---------- MATERIAL TO PROCESS ----------

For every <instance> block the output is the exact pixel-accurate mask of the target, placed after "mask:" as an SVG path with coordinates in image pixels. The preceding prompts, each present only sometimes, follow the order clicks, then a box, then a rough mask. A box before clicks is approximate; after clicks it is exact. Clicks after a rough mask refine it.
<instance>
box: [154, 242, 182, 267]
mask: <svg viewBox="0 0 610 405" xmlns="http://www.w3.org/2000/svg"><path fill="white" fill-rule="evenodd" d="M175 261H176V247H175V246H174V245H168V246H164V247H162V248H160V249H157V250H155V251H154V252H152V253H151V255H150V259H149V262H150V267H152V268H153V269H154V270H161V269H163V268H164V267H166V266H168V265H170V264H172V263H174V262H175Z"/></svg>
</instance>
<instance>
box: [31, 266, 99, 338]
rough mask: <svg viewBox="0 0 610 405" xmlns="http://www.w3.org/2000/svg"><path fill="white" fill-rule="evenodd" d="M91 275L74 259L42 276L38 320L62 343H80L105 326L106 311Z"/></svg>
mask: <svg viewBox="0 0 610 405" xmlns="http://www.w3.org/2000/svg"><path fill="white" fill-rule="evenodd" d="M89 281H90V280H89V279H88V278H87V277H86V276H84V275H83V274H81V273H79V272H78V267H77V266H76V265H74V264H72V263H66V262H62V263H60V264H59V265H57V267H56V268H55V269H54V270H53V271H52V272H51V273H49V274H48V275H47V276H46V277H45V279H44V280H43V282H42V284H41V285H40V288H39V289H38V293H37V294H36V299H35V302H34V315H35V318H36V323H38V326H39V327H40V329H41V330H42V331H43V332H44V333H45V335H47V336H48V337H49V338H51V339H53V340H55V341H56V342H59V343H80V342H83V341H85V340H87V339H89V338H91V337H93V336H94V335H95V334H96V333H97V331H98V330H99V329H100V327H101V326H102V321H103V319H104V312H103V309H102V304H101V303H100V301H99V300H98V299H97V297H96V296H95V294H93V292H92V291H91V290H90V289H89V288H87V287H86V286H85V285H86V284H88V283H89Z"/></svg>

----------

> [EXERCISE DESCRIPTION] Rewrite the items from the line that contains "</instance>" through the line that contains "rough mask: <svg", and put "coarse mask" in place of "rough mask". Leave everything else in those lines unchanged.

> [ANSWER BOX]
</instance>
<instance>
box: [31, 266, 99, 338]
coarse mask: <svg viewBox="0 0 610 405" xmlns="http://www.w3.org/2000/svg"><path fill="white" fill-rule="evenodd" d="M91 275L74 259L42 276L38 320L62 343H80L105 326L106 311Z"/></svg>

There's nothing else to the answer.